### WORK TO BE COMPLETED
Each line of the records that holds the word "Could" should be copied out.

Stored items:
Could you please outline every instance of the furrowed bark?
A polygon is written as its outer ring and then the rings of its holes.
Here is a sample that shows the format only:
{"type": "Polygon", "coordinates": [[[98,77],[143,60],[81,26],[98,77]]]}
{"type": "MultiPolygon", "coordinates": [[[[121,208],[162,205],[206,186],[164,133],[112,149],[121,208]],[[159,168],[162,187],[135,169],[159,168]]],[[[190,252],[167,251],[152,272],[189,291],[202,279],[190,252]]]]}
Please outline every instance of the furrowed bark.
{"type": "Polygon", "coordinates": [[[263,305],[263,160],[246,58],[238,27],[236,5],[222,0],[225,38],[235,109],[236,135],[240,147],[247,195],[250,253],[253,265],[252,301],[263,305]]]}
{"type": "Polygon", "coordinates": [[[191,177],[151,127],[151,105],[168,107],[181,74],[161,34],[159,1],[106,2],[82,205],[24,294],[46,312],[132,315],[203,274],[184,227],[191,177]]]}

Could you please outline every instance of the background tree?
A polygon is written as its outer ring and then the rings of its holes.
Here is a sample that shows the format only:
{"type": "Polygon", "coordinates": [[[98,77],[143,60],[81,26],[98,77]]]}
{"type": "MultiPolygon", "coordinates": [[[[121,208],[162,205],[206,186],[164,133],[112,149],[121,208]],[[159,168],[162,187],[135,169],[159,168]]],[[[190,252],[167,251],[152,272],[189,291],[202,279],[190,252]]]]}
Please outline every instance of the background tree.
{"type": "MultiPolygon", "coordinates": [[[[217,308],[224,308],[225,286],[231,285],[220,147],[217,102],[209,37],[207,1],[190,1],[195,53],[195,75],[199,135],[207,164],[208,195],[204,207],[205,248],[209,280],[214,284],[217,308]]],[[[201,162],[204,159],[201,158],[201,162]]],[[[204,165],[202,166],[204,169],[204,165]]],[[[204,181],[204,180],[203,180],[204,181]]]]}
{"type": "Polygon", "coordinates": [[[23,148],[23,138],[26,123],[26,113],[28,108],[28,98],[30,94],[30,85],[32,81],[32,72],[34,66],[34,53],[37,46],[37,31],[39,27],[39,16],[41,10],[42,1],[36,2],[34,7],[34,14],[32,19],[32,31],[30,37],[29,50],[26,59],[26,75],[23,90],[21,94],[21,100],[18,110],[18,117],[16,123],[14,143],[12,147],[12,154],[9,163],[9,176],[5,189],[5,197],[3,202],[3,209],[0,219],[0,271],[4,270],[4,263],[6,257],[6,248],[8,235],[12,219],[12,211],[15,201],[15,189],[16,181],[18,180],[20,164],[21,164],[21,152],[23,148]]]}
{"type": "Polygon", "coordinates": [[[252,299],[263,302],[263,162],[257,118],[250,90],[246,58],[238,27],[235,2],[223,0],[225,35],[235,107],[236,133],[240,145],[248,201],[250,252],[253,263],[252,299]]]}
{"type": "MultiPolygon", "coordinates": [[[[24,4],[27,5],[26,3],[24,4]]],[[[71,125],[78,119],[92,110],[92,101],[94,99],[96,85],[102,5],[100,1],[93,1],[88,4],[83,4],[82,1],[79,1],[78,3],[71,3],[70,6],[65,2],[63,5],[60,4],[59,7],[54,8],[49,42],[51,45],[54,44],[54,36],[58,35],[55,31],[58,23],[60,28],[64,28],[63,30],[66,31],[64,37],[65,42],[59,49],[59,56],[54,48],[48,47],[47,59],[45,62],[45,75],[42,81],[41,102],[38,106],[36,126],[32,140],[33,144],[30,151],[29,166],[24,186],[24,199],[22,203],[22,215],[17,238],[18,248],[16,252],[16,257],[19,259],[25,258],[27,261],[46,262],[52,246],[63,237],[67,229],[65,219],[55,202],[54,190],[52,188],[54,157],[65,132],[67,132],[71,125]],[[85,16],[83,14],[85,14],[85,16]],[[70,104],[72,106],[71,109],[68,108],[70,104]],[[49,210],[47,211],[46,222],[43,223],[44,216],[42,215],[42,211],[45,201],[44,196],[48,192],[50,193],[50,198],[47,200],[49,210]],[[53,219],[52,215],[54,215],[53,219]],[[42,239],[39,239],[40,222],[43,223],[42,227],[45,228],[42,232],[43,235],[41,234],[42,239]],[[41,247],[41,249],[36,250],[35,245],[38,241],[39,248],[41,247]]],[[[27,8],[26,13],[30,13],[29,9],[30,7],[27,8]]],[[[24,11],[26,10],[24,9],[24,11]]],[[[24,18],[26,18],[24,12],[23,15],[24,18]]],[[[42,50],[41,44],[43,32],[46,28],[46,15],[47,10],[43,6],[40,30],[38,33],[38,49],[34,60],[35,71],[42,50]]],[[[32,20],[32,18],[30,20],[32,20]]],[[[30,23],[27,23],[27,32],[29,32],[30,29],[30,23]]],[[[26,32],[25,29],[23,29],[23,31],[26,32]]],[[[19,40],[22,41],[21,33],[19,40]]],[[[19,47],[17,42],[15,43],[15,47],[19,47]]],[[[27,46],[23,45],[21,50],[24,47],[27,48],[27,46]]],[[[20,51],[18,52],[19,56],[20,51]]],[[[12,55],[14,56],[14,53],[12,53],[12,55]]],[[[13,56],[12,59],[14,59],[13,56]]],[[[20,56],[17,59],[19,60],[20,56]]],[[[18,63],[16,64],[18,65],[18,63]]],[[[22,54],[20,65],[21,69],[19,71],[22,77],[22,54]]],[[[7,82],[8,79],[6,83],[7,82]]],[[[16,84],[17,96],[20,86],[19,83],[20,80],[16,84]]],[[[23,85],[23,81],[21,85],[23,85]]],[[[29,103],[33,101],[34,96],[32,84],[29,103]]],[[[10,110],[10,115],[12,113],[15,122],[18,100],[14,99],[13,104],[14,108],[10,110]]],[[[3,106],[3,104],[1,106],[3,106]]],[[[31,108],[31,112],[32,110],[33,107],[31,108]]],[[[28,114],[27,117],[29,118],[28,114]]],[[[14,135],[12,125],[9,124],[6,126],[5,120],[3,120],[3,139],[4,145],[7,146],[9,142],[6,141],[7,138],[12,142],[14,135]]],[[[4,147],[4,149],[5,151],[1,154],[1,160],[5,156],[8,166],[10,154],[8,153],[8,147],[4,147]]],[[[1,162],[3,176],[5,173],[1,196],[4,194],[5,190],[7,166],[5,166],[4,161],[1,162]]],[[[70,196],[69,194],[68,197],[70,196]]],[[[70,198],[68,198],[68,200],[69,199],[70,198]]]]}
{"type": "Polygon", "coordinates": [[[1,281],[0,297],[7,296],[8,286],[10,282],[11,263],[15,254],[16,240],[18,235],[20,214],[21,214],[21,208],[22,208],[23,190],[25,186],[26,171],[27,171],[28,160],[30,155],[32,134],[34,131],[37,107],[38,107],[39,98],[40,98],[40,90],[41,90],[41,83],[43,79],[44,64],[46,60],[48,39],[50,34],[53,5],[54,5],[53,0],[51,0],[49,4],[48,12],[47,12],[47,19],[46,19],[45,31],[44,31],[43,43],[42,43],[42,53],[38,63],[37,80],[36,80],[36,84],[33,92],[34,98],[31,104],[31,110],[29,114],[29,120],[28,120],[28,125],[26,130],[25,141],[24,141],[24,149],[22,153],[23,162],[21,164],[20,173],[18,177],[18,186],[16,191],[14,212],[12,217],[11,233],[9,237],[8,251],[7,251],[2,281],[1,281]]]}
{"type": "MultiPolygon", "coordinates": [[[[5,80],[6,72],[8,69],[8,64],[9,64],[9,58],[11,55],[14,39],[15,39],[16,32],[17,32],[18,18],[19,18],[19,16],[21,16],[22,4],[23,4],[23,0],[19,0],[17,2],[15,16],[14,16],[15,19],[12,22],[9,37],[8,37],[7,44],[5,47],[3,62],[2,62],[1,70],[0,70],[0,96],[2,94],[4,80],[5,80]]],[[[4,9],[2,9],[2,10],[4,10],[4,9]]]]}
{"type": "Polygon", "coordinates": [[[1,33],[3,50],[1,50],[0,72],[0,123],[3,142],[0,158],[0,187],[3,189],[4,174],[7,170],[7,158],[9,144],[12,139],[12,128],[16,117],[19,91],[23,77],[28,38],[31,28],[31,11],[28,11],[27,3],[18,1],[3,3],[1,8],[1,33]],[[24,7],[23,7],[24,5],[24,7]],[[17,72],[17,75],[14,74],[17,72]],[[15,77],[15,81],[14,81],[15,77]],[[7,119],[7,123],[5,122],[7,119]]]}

### TASK ANSWER
Could you please outline every instance of the furrowed bark?
Could you please outline every instance of the background tree?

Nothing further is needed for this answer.